- _STUDY TEXT_
****
The problem with writing about visual storytelling, however, is that it’s easy to write about the obvious stuff (even if the obvious stuff is pretty effective). Shadows represent evil (yawn), playing chess hints at a character’s manipulative scheming and ferocious intelligence (yawn). Straightening pencils? He’s a first-rate pedant (yawn). So, starting now, we Nerd Pirates embark on a quest to document some of the weirder, wackier, and ‘wonderfuller’ visual devices movies and films have to offer: techniques which, although popular, are perhaps a little unorthodox. We start with a food-related one…just to, er,whet your appetites (sorry).

There’s an unwritten rule, it seems, that however bad-ass a character (however fist-pump-inducing their crowning moment of awesome), if they’re eating an apple, by god it’s going to be cooler. Something about chowing-down on a ‘granny-smith’ with cocky nonchalance, especially if it’s during a moment of tension, violence or solemnity, communicates badass, heroic (or sometimes villainous) arrogance like nothing else (I mean, eating a banana just wouldn’t have the same effect, right?). It’s difficult, however, to work out why.
****
- _ABOUT THIS EXERCISE_
Reproduce the passage on visual storytelling word for word, starting with "There’s an unwritten" and going on through "work out why.".

Stored data entries
****
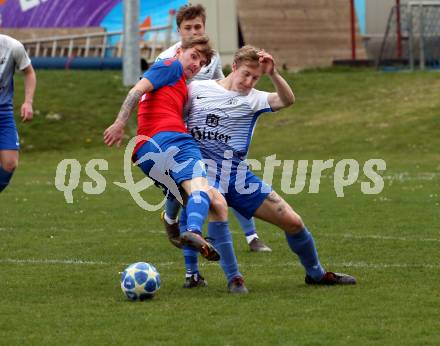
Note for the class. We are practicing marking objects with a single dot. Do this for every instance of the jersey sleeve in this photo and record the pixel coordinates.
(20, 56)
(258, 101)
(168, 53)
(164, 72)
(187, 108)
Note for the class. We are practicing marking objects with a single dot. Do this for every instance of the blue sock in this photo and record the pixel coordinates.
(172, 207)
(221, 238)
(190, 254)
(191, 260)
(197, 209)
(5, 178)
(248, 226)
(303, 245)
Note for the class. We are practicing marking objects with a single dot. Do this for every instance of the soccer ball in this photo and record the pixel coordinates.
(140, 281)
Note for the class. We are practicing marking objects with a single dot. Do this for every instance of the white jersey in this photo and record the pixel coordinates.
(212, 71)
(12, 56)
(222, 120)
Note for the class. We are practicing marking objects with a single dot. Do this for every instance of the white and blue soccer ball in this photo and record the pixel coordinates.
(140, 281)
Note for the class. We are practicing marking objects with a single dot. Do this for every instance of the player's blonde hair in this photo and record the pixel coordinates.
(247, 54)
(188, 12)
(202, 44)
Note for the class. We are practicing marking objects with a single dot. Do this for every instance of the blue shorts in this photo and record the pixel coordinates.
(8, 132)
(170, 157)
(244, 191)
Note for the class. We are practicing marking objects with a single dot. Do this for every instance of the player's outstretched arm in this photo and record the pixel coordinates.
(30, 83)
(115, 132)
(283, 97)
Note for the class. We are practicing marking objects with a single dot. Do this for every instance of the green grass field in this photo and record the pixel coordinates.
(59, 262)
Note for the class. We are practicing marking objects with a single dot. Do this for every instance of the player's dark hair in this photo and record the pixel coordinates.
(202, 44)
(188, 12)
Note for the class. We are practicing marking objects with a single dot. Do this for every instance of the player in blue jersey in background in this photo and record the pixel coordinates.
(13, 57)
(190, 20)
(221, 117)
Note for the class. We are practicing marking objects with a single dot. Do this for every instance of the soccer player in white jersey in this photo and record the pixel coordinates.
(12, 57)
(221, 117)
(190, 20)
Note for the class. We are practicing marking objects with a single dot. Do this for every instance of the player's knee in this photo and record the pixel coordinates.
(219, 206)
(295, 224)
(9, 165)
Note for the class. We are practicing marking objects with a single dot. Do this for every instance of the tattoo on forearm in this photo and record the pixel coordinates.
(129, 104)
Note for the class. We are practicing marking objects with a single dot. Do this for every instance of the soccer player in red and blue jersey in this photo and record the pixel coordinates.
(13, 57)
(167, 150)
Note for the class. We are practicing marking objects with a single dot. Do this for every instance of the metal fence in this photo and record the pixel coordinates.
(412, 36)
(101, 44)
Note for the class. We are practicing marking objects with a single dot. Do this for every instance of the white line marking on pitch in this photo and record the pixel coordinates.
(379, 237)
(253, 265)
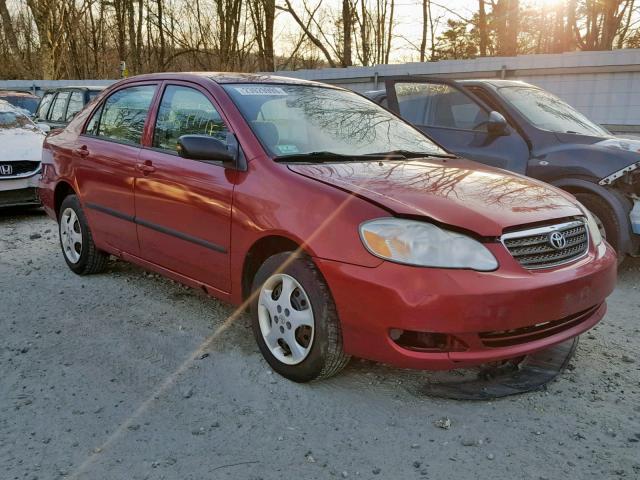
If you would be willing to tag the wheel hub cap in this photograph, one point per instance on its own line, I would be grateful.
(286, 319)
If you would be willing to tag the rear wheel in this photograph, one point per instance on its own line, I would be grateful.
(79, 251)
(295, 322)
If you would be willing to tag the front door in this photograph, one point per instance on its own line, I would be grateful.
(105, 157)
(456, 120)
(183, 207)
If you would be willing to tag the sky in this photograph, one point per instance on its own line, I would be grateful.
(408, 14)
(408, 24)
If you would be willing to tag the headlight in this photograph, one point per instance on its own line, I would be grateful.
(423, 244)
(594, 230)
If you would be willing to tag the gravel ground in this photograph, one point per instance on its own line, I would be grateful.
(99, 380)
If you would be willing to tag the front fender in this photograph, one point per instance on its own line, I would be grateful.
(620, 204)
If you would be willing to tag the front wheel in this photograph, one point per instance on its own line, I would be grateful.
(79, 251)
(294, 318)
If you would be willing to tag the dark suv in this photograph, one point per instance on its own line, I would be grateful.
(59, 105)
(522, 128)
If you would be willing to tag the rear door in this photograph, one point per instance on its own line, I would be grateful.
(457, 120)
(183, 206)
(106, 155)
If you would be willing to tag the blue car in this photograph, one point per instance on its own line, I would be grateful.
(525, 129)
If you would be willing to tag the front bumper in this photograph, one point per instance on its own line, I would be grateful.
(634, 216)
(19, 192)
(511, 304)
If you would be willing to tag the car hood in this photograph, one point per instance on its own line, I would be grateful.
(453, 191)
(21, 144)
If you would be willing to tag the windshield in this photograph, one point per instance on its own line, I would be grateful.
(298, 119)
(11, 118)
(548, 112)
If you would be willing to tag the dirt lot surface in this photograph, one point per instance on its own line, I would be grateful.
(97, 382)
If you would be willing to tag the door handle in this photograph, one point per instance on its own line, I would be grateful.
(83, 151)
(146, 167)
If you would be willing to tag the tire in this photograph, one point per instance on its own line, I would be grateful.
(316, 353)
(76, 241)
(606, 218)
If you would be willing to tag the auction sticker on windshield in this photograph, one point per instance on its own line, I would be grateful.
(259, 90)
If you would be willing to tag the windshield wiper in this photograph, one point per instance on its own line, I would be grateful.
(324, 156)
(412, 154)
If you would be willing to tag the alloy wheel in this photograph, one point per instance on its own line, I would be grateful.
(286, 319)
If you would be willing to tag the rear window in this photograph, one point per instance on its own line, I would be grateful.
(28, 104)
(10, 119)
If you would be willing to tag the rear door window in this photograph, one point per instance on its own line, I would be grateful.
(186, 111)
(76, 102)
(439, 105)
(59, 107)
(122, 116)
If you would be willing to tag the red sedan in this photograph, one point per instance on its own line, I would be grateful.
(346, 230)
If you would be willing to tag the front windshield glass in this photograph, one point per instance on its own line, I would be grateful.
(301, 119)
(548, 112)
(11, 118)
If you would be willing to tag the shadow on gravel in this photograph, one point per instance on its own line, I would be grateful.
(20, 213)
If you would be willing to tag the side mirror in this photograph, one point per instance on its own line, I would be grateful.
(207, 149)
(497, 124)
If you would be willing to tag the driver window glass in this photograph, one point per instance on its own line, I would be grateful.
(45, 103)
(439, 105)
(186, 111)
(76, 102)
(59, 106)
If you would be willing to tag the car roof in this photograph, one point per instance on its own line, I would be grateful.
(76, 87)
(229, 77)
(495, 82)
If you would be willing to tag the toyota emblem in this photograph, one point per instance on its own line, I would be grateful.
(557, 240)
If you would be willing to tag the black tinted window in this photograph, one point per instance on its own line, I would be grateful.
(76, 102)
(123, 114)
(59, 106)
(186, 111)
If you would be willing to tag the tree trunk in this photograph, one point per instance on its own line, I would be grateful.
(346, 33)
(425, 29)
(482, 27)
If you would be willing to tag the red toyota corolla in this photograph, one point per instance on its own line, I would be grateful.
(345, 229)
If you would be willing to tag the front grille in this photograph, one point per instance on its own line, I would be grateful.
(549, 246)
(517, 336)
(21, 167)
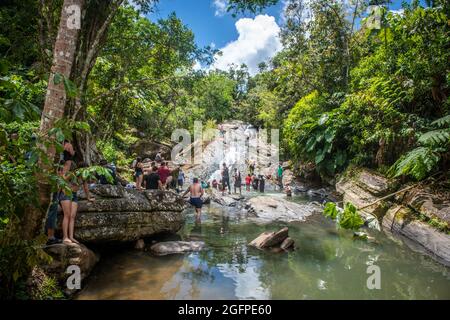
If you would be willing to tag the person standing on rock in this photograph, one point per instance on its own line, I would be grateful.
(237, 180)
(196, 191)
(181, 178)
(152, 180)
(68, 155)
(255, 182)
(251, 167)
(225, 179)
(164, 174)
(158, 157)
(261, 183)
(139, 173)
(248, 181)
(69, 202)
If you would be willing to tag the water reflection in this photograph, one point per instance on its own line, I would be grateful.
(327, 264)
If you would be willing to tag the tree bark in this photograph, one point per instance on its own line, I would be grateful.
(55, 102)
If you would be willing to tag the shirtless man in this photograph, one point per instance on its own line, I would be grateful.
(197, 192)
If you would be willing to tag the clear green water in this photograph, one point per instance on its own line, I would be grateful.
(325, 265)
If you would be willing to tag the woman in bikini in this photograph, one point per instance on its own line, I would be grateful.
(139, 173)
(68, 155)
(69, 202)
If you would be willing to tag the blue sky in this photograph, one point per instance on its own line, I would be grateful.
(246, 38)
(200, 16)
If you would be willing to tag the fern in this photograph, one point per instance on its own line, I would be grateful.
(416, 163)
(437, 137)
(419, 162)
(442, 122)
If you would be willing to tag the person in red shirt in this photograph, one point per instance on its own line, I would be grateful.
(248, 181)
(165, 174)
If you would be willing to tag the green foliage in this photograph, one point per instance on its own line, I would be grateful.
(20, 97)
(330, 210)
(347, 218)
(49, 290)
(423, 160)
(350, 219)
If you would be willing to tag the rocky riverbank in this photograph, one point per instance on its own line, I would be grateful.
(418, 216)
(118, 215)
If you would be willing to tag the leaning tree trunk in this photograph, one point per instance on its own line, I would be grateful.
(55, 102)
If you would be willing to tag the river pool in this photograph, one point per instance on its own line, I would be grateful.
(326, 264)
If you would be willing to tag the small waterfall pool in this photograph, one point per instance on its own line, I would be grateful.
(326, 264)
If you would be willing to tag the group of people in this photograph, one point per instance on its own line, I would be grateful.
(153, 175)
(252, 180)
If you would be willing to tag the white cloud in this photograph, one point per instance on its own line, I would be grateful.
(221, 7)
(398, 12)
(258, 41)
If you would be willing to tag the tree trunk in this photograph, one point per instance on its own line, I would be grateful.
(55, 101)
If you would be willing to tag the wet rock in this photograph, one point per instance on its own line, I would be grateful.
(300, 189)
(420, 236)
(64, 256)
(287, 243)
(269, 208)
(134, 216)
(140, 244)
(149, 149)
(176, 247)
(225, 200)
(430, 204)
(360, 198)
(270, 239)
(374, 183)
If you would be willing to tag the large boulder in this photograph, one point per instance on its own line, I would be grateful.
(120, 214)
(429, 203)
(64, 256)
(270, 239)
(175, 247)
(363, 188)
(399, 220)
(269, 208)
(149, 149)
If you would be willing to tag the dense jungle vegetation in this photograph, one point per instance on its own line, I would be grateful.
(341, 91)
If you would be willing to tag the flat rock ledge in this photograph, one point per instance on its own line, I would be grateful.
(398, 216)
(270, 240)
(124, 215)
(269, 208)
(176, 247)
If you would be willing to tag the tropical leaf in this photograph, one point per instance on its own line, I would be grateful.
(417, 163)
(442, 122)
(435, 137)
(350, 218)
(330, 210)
****
- _ANSWER_
There’s an unwritten rule, it seems, that however bad-ass a character (however fist-pump-inducing their crowning moment of awesome), if they’re eating an apple, by god it’s going to be cooler. Something about chowing-down on a ‘granny-smith’ with cocky nonchalance, especially if it’s during a moment of tension, violence or solemnity, communicates badass, heroic (or sometimes villainous) arrogance like nothing else (I mean, eating a banana just wouldn’t have the same effect, right?). It’s difficult, however, to work out why.